▸ Extrait présenté
Seine-​Saint-​Denis : un col­lec­tif de pédo-​psychiatres révèle être contraint de trier les enfants faute de moyens

Un col­lec­tif regrou­pant l’ensemble des chefs de ser­vice de pédo­psy­chia­trie et des méde­cins de centres médico-​psychologiques du dépar­te­ment de Seine-​Saint-​Denis affirme dans une tri­bune publiée dans Le Monde être empê­ché, depuis des années, de prendre en charge l'ensemble des enfants qui frappent à la porte de l'un de ces éta­blis­se­ments de soin.

▸ Travail demandé
Recopiez le passage de l'extrait sur la pédopsychiatrie en Seine-Saint-Denis qui va de « Seine-​Saint-​Denis : un col­lec­tif » à « ces éta­blis­se­ments de soin. ».

▸ Données
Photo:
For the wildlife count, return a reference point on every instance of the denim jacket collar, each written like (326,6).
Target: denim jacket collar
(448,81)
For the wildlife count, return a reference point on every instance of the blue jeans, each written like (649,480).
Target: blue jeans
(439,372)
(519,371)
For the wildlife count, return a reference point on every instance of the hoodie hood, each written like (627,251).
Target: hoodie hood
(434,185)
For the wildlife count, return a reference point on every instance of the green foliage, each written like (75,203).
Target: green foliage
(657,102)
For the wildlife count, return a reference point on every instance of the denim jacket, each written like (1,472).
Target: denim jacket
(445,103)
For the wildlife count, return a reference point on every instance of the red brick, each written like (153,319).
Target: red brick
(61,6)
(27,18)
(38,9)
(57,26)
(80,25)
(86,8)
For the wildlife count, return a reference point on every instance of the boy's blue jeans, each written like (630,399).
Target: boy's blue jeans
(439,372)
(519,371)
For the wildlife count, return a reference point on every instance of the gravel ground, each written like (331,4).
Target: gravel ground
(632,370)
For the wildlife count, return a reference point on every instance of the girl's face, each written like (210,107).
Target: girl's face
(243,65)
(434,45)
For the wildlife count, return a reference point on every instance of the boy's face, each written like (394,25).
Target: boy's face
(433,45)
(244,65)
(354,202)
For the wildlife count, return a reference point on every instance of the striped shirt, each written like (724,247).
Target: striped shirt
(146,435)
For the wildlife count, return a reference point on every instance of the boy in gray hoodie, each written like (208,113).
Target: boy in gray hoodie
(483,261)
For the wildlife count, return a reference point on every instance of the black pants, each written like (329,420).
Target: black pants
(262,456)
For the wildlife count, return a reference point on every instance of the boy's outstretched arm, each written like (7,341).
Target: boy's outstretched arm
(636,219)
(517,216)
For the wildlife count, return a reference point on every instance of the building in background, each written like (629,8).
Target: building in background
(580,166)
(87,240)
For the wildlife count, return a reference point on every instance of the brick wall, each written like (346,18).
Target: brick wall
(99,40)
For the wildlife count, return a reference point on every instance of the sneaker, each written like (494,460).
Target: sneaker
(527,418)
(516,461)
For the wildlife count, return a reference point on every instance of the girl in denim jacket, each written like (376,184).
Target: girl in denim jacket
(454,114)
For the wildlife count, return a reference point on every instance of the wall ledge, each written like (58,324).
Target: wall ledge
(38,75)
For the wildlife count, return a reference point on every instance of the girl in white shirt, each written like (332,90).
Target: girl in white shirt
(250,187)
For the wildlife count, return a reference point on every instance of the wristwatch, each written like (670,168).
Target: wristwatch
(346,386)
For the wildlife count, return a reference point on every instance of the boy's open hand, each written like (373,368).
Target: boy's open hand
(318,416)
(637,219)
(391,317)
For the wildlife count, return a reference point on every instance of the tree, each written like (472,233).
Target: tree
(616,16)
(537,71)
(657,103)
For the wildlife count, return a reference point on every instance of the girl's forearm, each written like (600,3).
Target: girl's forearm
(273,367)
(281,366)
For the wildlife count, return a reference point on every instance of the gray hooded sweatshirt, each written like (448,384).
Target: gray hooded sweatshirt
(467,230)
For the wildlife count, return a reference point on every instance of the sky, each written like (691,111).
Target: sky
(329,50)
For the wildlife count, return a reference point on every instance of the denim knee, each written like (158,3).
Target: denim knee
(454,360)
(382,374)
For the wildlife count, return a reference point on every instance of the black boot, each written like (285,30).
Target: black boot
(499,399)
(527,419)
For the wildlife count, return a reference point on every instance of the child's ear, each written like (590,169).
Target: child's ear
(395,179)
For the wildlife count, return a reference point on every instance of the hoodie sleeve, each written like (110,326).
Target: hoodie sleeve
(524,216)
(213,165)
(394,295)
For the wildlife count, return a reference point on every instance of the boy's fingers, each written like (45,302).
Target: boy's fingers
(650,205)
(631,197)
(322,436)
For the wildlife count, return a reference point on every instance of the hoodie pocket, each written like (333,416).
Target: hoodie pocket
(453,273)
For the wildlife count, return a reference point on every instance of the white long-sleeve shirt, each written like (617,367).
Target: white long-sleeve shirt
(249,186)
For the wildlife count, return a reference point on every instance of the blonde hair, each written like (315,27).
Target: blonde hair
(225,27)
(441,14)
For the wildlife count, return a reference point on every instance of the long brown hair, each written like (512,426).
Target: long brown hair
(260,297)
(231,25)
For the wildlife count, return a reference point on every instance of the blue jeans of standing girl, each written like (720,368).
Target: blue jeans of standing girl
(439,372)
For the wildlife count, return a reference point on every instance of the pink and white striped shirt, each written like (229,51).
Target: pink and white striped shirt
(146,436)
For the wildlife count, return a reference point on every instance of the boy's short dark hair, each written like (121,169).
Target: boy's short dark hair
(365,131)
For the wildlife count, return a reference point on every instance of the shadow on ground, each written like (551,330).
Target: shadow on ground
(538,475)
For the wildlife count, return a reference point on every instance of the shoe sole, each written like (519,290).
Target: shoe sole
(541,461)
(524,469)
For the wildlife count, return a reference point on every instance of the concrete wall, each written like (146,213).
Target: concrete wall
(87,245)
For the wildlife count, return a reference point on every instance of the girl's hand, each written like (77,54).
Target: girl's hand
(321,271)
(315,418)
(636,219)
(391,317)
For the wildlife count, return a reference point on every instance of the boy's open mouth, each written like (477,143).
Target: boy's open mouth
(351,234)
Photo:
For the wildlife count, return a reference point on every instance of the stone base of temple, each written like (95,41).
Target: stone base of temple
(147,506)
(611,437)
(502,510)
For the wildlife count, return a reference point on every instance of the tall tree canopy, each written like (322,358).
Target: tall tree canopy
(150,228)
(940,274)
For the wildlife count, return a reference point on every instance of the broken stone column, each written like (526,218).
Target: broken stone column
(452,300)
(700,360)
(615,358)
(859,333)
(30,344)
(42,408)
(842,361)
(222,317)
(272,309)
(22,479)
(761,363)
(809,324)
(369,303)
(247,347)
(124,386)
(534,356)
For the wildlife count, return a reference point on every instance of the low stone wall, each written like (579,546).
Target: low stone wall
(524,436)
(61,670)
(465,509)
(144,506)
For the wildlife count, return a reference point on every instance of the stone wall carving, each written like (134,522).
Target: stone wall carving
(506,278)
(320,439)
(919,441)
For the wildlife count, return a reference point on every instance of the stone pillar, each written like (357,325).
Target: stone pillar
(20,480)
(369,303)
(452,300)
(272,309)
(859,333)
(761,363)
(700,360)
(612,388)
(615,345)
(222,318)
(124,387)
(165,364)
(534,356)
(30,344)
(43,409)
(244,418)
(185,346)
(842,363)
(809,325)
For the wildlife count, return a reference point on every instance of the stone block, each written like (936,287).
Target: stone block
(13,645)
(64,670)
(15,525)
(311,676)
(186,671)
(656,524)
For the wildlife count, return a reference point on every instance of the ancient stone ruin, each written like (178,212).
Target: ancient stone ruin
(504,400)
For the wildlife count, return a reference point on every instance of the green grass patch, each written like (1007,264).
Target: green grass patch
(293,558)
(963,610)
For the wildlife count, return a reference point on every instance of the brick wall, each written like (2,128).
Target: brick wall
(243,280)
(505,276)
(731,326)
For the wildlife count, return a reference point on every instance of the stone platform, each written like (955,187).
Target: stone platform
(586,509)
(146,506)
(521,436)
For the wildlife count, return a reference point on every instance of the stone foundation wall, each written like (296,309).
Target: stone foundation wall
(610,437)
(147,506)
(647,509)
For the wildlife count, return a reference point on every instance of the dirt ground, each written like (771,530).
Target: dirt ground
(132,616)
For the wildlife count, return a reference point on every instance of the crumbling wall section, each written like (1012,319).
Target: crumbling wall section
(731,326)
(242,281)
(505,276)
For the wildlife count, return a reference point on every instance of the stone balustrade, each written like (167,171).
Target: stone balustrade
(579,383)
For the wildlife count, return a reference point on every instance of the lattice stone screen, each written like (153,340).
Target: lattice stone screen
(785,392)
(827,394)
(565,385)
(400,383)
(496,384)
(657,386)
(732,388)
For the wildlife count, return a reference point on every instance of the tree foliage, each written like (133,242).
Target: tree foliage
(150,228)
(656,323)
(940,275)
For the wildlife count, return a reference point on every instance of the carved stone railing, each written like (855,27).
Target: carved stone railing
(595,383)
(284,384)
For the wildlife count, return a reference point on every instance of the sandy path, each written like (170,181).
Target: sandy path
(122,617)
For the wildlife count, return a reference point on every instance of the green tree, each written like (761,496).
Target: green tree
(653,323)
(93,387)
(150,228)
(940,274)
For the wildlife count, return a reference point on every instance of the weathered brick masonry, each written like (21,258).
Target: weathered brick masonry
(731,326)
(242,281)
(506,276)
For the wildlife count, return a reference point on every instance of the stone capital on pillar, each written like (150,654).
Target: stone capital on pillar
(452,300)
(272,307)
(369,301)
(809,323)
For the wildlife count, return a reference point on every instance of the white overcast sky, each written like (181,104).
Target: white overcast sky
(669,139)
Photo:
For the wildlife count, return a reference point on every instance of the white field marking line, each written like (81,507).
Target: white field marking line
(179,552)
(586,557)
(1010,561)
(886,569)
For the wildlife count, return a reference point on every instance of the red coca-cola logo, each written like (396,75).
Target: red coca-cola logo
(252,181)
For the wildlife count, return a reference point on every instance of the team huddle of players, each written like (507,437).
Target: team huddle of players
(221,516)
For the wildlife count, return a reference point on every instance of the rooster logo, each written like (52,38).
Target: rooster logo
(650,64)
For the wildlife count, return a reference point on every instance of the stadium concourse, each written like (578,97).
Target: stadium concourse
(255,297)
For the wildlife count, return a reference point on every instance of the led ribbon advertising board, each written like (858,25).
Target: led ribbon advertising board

▸ Réponse
Seine-​Saint-​Denis : un col­lec­tif de pédo-​psychiatres révèle être contraint de trier les enfants faute de moyens

Un col­lec­tif regrou­pant l’ensemble des chefs de ser­vice de pédo­psy­chia­trie et des méde­cins de centres médico-​psychologiques du dépar­te­ment de Seine-​Saint-​Denis affirme dans une tri­bune publiée dans Le Monde être empê­ché, depuis des années, de prendre en charge l'ensemble des enfants qui frappent à la porte de l'un de ces éta­blis­se­ments de soin.